(Records to use)
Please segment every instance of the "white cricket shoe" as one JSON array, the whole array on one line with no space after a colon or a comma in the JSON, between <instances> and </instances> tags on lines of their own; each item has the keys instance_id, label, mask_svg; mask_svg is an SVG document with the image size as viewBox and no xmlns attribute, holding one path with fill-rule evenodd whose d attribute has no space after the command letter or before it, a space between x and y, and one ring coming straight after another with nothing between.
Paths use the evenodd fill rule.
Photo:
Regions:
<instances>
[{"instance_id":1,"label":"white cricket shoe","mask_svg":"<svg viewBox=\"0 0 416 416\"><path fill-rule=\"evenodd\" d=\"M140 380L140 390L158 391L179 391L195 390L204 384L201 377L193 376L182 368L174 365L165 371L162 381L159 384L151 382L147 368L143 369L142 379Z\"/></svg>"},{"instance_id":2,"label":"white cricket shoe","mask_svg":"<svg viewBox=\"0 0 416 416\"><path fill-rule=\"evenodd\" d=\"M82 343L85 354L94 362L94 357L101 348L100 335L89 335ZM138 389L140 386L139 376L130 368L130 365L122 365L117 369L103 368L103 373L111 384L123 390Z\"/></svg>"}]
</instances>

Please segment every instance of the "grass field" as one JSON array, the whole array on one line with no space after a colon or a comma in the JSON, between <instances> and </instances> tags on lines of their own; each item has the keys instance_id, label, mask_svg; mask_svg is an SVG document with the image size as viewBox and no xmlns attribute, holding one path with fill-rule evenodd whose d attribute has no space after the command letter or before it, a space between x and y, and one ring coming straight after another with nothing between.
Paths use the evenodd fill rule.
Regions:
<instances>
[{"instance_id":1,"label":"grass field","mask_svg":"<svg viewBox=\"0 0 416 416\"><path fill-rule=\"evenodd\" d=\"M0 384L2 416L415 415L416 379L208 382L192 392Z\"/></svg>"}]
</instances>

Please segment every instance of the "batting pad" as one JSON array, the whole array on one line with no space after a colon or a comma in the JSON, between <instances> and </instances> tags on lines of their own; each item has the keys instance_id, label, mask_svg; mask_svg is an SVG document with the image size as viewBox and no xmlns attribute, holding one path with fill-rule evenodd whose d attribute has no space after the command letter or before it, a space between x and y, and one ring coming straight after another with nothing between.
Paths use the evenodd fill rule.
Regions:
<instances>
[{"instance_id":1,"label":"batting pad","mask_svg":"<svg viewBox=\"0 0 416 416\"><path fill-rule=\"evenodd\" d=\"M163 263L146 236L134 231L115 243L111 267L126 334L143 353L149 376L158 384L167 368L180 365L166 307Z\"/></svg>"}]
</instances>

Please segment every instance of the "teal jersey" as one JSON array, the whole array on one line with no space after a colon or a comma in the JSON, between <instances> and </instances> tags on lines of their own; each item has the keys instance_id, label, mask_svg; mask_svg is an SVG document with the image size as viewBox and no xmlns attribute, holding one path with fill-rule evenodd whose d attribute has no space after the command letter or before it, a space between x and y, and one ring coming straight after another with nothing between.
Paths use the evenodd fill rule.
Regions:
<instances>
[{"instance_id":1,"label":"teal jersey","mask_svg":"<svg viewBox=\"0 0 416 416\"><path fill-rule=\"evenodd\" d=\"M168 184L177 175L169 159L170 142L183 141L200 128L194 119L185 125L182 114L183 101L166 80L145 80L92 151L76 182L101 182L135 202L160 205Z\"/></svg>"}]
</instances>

(What to produce) How many lines of the listing above contain the string "shoe"? Case counts, and only the number should be given.

(Full answer) 2